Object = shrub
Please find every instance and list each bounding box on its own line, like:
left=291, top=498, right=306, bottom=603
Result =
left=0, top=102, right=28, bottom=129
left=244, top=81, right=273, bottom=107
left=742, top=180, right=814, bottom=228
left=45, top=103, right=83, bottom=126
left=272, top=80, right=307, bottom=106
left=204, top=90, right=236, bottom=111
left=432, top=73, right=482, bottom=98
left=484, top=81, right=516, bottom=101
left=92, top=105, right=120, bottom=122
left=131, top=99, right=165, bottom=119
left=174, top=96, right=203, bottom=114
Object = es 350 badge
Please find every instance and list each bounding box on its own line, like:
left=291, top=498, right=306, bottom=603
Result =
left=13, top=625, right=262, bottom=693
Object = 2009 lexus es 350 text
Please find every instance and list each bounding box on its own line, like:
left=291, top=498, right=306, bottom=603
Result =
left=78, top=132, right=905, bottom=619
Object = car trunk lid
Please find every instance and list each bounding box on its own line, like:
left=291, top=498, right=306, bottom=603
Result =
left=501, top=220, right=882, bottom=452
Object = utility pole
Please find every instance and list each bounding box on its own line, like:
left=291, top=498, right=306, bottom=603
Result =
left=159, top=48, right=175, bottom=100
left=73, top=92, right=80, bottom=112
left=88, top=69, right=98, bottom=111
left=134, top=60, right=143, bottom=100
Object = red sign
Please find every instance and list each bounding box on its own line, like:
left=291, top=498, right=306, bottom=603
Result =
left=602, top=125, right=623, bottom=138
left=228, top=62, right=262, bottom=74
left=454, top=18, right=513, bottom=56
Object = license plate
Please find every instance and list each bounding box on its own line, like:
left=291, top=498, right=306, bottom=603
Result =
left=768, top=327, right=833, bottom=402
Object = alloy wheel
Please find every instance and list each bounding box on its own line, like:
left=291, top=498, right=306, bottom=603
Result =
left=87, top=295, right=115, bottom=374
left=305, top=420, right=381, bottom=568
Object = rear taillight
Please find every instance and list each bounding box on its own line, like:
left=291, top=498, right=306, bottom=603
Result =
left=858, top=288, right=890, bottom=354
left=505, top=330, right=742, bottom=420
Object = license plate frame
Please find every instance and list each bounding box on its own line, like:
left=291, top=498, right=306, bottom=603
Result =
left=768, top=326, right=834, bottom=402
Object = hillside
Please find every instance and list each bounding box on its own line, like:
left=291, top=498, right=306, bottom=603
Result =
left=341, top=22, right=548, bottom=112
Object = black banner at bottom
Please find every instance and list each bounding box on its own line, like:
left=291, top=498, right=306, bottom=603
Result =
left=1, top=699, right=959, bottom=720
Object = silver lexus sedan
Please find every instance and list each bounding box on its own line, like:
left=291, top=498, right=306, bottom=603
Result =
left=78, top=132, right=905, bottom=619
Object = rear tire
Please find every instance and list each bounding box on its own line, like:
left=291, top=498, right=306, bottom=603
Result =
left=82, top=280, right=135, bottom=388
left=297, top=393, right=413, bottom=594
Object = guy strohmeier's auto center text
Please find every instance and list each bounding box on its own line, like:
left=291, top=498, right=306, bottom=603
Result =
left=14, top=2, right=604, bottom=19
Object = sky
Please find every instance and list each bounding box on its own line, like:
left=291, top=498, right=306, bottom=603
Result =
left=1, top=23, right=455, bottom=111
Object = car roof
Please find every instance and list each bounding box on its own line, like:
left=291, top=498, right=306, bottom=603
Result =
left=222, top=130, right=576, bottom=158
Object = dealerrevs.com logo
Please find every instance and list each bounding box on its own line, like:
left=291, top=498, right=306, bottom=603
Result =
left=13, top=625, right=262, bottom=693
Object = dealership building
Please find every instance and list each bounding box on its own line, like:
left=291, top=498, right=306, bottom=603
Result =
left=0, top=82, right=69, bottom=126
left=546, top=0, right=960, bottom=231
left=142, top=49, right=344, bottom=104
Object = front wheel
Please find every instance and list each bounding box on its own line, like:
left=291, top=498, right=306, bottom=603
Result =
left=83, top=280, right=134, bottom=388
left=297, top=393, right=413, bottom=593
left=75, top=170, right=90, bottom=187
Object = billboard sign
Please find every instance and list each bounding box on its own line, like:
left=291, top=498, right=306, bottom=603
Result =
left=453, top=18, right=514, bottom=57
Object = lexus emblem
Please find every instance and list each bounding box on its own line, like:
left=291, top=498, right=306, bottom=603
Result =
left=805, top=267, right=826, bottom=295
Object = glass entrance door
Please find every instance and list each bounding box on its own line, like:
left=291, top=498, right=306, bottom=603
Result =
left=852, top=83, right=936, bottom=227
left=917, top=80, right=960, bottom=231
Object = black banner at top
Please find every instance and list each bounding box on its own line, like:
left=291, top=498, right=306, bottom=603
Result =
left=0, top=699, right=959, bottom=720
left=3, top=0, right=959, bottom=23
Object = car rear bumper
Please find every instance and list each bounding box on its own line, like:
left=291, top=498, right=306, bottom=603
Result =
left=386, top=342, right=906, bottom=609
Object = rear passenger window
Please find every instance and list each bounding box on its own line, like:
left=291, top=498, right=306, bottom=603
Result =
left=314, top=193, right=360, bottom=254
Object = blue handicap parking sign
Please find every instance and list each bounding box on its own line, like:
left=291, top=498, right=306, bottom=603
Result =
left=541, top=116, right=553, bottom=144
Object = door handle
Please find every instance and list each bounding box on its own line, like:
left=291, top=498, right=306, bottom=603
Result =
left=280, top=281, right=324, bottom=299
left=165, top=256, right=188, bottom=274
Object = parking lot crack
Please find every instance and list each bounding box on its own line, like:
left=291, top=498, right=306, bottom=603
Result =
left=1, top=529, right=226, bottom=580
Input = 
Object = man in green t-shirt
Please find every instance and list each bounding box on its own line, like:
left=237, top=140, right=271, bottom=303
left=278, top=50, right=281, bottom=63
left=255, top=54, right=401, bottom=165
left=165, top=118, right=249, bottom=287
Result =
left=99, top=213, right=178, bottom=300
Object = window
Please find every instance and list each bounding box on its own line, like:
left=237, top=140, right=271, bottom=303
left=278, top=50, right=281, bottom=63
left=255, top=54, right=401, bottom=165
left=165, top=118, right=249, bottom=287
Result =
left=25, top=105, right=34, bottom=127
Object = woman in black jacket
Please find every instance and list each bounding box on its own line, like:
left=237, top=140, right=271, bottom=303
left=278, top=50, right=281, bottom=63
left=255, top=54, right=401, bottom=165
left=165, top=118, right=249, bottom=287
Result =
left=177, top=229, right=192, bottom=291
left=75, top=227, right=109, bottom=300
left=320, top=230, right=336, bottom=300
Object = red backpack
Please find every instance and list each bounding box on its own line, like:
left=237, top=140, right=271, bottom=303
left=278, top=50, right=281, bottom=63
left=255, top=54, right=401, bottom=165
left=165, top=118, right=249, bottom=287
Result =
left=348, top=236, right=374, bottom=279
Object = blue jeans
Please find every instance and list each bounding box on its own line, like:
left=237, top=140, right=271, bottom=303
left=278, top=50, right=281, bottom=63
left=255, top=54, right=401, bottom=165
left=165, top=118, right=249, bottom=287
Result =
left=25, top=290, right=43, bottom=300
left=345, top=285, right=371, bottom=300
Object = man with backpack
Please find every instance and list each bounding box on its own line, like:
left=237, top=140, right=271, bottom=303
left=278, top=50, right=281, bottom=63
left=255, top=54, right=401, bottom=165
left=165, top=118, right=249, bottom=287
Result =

• [PROMPT]: Output the complete data exactly as written.

• [TASK RESULT]:
Object = shrub
Please find every instance and list each bounding box on its own line, like:
left=291, top=498, right=306, bottom=603
Result =
left=0, top=102, right=28, bottom=129
left=244, top=81, right=273, bottom=107
left=742, top=180, right=814, bottom=228
left=45, top=103, right=83, bottom=126
left=272, top=80, right=307, bottom=106
left=204, top=90, right=236, bottom=111
left=432, top=73, right=482, bottom=98
left=484, top=81, right=516, bottom=101
left=92, top=105, right=120, bottom=122
left=131, top=99, right=165, bottom=119
left=174, top=96, right=203, bottom=114
Object = es 350 badge
Please find every instance and list each bounding box on its own line, like:
left=291, top=498, right=306, bottom=603
Result =
left=13, top=625, right=262, bottom=693
Object = 2009 lexus es 350 text
Please find every instance and list each bounding box on its own line, like:
left=291, top=498, right=306, bottom=603
Result =
left=78, top=132, right=905, bottom=619
Object = car trunk lid
Please find every instance and list each bounding box on its own line, like:
left=291, top=498, right=306, bottom=603
Result =
left=501, top=220, right=882, bottom=452
Object = utility pole
Please find every instance and list each bounding box on its own line, like:
left=291, top=498, right=306, bottom=603
Result =
left=159, top=48, right=175, bottom=100
left=73, top=92, right=80, bottom=112
left=88, top=69, right=98, bottom=111
left=134, top=60, right=143, bottom=100
Object = red sign
Please find every instance and list each bounding box on its own line, like:
left=291, top=498, right=306, bottom=603
Result =
left=602, top=125, right=623, bottom=138
left=228, top=62, right=262, bottom=74
left=454, top=18, right=513, bottom=56
Object = license plate
Please find every instance and list each bounding box on its own line, like:
left=291, top=498, right=306, bottom=603
Result =
left=768, top=327, right=833, bottom=402
Object = alloy wheel
Please find every instance and list each bounding box on its own line, like:
left=291, top=498, right=306, bottom=603
Result =
left=87, top=295, right=115, bottom=374
left=305, top=420, right=381, bottom=568
Object = rear taillight
Please find every instance and list each bounding box on its own line, like:
left=291, top=498, right=306, bottom=603
Result =
left=858, top=288, right=890, bottom=354
left=505, top=330, right=742, bottom=420
Object = license plate frame
Please find every instance and list each bounding box on its own line, like:
left=291, top=498, right=306, bottom=603
Result =
left=768, top=326, right=834, bottom=402
Object = hillside
Please find every instance and list each bounding box on its own line, like:
left=291, top=498, right=306, bottom=603
Result =
left=341, top=22, right=548, bottom=112
Object = black banner at bottom
Please find every instance and list each bounding box on its own line, like:
left=291, top=498, right=306, bottom=603
Result =
left=1, top=699, right=959, bottom=720
Object = silver lexus sedan
Please find every instance and list each bounding box on its own line, like:
left=291, top=498, right=306, bottom=603
Result =
left=78, top=132, right=905, bottom=619
Object = rear tire
Please find every instance and list each bounding box on its own line, like:
left=291, top=498, right=306, bottom=603
Result =
left=82, top=280, right=135, bottom=388
left=297, top=393, right=413, bottom=594
Object = guy strohmeier's auto center text
Please find every instance and list each bounding box on its own line, like:
left=291, top=498, right=306, bottom=603
Result =
left=14, top=2, right=604, bottom=19
Object = sky
Please find every instance and list each bounding box on its own line, like:
left=291, top=498, right=306, bottom=603
Result =
left=1, top=23, right=455, bottom=111
Object = car roof
Please find every instance and list each bounding box on its own line, like:
left=291, top=498, right=306, bottom=603
Result =
left=222, top=130, right=576, bottom=158
Object = dealerrevs.com logo
Please find every instance and list each bounding box on its own line, like:
left=291, top=498, right=306, bottom=603
Result =
left=13, top=625, right=262, bottom=693
Object = dealership building
Please find every instance and list each bounding box on its own line, like:
left=291, top=498, right=306, bottom=603
Result =
left=0, top=82, right=69, bottom=126
left=546, top=0, right=960, bottom=231
left=142, top=49, right=344, bottom=104
Object = front wheel
Please find every instance and list each bounding box on its own line, like:
left=291, top=498, right=306, bottom=603
Result =
left=83, top=280, right=134, bottom=388
left=297, top=393, right=413, bottom=593
left=75, top=170, right=90, bottom=187
Object = billboard sign
Please find every instance and list each bounding box on its own line, like:
left=291, top=498, right=306, bottom=603
Result =
left=453, top=18, right=514, bottom=57
Object = lexus emblem
Please find every instance and list each bounding box on its own line, like:
left=291, top=498, right=306, bottom=603
Result =
left=805, top=267, right=826, bottom=295
Object = glass entrance door
Please find every instance and list each bounding box on its own line, like:
left=291, top=498, right=306, bottom=603
Result =
left=852, top=83, right=936, bottom=227
left=917, top=80, right=960, bottom=231
Object = black banner at top
Please find every instance and list each bounding box on its own line, like:
left=291, top=498, right=306, bottom=603
Result =
left=0, top=699, right=959, bottom=720
left=3, top=0, right=959, bottom=23
Object = car rear bumper
Please find every instance and list each bounding box on its own line, like:
left=291, top=498, right=306, bottom=603
Result =
left=386, top=342, right=906, bottom=609
Object = rear passenger window
Please find every instance and list each bounding box on its own line, like:
left=291, top=498, right=306, bottom=603
Result =
left=314, top=193, right=360, bottom=254
Object = blue handicap parking sign
Please find every instance and list each bounding box on its own line, like:
left=291, top=498, right=306, bottom=603
Result =
left=541, top=116, right=553, bottom=144
Object = door handle
Please find every instance and list each bounding box on its own line, like:
left=291, top=498, right=306, bottom=603
Result =
left=280, top=281, right=324, bottom=299
left=165, top=256, right=188, bottom=274
Object = parking lot crack
Please find every instance and list each bounding box on its own line, like:
left=291, top=498, right=306, bottom=603
Result =
left=1, top=529, right=226, bottom=580
Input = 
Object = man in green t-shirt
Please find every instance and list each bounding box on its own line, like:
left=237, top=140, right=271, bottom=303
left=278, top=50, right=281, bottom=63
left=255, top=54, right=401, bottom=165
left=165, top=118, right=249, bottom=287
Result =
left=99, top=213, right=178, bottom=300
Object = window
Please find every instance and list each bounding box on its own line, like:
left=237, top=140, right=271, bottom=303
left=278, top=50, right=281, bottom=63
left=255, top=54, right=401, bottom=165
left=165, top=118, right=249, bottom=287
Result =
left=25, top=105, right=34, bottom=127
Object = woman in black jacket
Please find every instance and list each bounding box on its own line, like:
left=237, top=140, right=271, bottom=303
left=278, top=50, right=281, bottom=63
left=255, top=54, right=401, bottom=165
left=165, top=118, right=249, bottom=287
Result =
left=177, top=229, right=192, bottom=291
left=75, top=227, right=109, bottom=300
left=320, top=230, right=336, bottom=300
Object = red backpack
Please find every instance and list each bounding box on its own line, like:
left=237, top=140, right=271, bottom=303
left=278, top=50, right=281, bottom=63
left=255, top=54, right=401, bottom=165
left=165, top=118, right=249, bottom=287
Result =
left=348, top=236, right=374, bottom=279
Object = blue jeans
Please find every instance and list each bounding box on its own line, like:
left=237, top=140, right=271, bottom=303
left=278, top=50, right=281, bottom=63
left=255, top=54, right=401, bottom=165
left=165, top=118, right=249, bottom=287
Result =
left=25, top=290, right=43, bottom=300
left=345, top=285, right=371, bottom=300
Object = man with backpack
Please find every instance and list each bounding box on its own line, like:
left=237, top=140, right=271, bottom=303
left=278, top=50, right=281, bottom=63
left=255, top=54, right=401, bottom=165
left=165, top=118, right=249, bottom=287
Result =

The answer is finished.